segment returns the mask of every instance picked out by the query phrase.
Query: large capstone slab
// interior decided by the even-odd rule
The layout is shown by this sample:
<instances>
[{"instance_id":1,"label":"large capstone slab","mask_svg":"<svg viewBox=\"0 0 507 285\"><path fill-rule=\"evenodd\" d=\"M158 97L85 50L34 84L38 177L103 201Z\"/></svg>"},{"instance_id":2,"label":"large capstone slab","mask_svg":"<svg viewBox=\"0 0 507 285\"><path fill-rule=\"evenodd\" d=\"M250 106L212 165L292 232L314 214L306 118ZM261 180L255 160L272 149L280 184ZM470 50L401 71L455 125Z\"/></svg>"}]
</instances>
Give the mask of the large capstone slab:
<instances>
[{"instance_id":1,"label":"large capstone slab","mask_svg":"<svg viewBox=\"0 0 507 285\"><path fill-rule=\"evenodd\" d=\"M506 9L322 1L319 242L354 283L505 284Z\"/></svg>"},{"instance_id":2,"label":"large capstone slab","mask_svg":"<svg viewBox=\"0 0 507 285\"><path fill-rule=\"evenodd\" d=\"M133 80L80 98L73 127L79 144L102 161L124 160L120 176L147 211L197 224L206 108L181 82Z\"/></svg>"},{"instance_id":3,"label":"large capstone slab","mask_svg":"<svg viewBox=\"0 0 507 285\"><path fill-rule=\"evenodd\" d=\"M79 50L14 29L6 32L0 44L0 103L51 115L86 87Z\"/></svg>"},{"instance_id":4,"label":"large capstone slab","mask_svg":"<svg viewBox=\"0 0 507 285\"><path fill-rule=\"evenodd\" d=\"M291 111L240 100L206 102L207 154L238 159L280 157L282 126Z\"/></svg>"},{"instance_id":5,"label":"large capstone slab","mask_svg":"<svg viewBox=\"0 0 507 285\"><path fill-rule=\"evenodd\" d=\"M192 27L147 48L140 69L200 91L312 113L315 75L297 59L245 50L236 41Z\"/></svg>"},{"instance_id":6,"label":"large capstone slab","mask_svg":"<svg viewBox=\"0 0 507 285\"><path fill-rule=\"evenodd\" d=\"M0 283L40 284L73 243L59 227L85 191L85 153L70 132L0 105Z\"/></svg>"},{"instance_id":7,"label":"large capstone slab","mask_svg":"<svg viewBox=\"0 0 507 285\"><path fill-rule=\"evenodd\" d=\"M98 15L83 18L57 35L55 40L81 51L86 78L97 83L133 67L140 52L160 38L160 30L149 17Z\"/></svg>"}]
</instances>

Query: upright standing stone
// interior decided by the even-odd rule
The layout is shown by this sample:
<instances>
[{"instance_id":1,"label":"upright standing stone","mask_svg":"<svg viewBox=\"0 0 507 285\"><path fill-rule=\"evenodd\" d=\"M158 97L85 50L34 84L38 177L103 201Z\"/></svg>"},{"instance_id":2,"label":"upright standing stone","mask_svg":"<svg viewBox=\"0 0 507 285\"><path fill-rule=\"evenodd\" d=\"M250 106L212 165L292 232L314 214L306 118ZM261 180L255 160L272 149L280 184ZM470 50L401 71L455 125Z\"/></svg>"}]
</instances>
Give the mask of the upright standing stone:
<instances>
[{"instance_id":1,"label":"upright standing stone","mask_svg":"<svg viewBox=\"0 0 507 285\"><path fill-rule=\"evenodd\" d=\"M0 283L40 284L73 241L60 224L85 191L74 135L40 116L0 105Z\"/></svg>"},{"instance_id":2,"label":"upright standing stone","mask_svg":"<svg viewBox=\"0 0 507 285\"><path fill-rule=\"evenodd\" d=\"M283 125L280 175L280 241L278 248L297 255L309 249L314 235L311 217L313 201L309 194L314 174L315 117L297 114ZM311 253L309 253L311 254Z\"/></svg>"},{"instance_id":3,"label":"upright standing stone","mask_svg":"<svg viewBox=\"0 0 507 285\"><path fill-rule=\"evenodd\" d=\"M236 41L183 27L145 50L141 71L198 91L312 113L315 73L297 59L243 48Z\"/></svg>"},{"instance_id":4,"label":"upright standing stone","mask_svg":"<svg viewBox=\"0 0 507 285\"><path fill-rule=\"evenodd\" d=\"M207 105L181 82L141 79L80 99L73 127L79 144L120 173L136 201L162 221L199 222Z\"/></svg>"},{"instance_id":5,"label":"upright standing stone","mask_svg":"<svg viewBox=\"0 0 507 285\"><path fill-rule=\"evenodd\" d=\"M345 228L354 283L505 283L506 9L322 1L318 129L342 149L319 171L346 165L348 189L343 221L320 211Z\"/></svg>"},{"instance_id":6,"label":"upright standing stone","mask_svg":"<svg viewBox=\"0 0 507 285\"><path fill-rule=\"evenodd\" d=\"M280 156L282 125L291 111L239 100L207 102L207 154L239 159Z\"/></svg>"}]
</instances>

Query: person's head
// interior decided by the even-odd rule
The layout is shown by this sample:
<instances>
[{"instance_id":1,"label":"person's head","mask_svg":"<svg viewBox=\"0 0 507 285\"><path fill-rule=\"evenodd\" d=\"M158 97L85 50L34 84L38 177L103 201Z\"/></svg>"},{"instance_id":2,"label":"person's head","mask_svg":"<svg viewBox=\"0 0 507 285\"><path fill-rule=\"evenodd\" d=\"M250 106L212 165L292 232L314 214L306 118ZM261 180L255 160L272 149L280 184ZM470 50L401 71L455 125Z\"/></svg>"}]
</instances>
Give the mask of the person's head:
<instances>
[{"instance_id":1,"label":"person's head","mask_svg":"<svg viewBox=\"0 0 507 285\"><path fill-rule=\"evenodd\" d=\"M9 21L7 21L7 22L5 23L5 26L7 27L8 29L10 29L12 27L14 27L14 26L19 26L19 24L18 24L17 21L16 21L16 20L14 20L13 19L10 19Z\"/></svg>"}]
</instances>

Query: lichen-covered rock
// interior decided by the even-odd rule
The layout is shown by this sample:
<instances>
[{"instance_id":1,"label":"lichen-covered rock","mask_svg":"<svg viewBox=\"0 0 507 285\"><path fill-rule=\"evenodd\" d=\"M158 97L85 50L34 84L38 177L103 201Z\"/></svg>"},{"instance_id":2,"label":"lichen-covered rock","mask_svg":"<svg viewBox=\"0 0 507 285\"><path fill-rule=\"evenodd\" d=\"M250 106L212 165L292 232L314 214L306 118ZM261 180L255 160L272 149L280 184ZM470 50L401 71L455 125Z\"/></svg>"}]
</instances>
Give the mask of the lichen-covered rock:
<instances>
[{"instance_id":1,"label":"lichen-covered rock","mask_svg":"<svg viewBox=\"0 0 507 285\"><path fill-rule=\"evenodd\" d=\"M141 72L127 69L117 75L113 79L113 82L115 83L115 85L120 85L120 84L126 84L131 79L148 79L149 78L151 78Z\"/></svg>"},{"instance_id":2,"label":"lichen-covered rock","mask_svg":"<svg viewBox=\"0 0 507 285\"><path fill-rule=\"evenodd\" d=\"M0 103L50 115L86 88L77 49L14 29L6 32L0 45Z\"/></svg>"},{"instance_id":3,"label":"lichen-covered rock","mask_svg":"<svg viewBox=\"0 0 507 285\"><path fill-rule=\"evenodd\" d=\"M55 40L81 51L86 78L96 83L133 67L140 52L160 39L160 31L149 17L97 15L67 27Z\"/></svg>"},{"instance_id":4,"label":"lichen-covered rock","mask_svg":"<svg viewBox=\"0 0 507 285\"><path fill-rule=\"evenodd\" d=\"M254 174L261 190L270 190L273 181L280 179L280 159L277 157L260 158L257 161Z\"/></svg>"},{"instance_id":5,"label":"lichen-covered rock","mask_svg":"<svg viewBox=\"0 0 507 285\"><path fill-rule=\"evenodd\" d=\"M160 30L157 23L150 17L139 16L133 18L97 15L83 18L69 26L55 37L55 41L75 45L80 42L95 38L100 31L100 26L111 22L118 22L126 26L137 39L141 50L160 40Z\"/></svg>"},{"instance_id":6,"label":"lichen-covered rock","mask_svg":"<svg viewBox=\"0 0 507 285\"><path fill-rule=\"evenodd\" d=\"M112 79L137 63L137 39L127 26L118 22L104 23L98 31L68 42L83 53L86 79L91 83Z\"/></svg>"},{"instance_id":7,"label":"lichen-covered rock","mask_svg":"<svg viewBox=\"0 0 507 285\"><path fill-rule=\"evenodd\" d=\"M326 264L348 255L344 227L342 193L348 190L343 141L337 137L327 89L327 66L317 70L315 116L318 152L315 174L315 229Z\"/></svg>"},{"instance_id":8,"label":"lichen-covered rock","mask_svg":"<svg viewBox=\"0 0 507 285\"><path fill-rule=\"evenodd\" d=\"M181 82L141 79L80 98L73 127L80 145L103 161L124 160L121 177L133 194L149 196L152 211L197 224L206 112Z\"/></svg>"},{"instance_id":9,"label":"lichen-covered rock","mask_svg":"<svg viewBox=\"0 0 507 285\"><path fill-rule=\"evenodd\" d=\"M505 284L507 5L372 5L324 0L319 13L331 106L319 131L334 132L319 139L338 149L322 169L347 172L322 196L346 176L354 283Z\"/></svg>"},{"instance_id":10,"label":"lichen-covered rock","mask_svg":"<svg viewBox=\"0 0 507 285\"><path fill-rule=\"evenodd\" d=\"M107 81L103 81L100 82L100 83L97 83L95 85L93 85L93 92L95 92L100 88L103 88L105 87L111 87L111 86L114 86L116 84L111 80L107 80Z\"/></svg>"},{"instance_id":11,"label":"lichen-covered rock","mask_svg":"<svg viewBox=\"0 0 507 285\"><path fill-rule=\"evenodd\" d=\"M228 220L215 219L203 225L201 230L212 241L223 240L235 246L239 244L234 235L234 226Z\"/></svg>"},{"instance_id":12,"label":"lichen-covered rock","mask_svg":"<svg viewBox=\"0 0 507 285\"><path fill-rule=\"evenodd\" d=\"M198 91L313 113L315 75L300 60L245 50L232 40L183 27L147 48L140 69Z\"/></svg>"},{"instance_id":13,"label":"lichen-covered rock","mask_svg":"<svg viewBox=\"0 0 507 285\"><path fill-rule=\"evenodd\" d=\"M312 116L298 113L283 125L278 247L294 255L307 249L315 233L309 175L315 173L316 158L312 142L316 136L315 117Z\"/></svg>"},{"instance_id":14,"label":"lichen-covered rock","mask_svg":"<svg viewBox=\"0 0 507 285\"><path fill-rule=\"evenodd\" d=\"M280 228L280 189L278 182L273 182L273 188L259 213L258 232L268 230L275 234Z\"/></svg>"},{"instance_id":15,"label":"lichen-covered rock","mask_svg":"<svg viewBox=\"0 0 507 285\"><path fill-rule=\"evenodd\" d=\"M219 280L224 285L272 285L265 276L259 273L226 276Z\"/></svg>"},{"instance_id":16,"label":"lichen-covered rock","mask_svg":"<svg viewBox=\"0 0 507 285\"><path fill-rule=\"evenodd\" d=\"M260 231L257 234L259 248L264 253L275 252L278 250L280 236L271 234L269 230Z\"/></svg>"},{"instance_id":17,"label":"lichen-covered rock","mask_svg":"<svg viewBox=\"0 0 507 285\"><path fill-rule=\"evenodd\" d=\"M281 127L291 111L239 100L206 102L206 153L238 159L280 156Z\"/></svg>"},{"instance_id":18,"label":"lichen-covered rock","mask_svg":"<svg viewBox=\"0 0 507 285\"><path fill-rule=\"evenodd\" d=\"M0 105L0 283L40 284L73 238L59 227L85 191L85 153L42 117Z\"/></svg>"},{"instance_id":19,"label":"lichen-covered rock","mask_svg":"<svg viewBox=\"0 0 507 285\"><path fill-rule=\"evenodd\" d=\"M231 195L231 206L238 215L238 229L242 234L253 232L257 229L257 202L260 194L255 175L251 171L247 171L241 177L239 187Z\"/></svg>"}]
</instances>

Written problem: Update the part that opens with the line containing "Query: upright standing stone" and closes with the line containing "283L40 284L73 241L60", replacing "layout" with "format" and changing nothing else. Return only those lines.

Task answer:
Query: upright standing stone
// interior decided by the even-odd rule
The format is shown by this sample:
<instances>
[{"instance_id":1,"label":"upright standing stone","mask_svg":"<svg viewBox=\"0 0 507 285\"><path fill-rule=\"evenodd\" d=\"M158 97L85 50L34 84L38 177L103 201Z\"/></svg>"},{"instance_id":2,"label":"upright standing stone","mask_svg":"<svg viewBox=\"0 0 507 285\"><path fill-rule=\"evenodd\" d=\"M250 106L212 165L292 232L314 214L306 118ZM261 180L255 160L272 149L280 184ZM470 50L401 71L455 125Z\"/></svg>"}]
</instances>
Give the mask of the upright standing stone:
<instances>
[{"instance_id":1,"label":"upright standing stone","mask_svg":"<svg viewBox=\"0 0 507 285\"><path fill-rule=\"evenodd\" d=\"M0 283L40 284L73 241L60 224L85 191L74 135L40 116L0 105Z\"/></svg>"},{"instance_id":2,"label":"upright standing stone","mask_svg":"<svg viewBox=\"0 0 507 285\"><path fill-rule=\"evenodd\" d=\"M283 125L280 175L280 241L278 248L297 255L309 249L314 235L311 217L313 201L309 194L314 174L315 117L297 114ZM311 253L309 253L311 254Z\"/></svg>"},{"instance_id":3,"label":"upright standing stone","mask_svg":"<svg viewBox=\"0 0 507 285\"><path fill-rule=\"evenodd\" d=\"M236 41L183 27L145 50L141 71L198 91L312 113L315 73L297 59L243 48Z\"/></svg>"},{"instance_id":4,"label":"upright standing stone","mask_svg":"<svg viewBox=\"0 0 507 285\"><path fill-rule=\"evenodd\" d=\"M207 105L181 82L141 79L80 99L73 127L79 144L120 173L136 201L162 221L199 222Z\"/></svg>"},{"instance_id":5,"label":"upright standing stone","mask_svg":"<svg viewBox=\"0 0 507 285\"><path fill-rule=\"evenodd\" d=\"M345 228L354 283L505 283L506 9L322 1L318 129L342 149L319 171L346 165L348 189L343 221L320 211Z\"/></svg>"},{"instance_id":6,"label":"upright standing stone","mask_svg":"<svg viewBox=\"0 0 507 285\"><path fill-rule=\"evenodd\" d=\"M280 156L282 125L291 111L239 100L207 102L207 154L239 159Z\"/></svg>"}]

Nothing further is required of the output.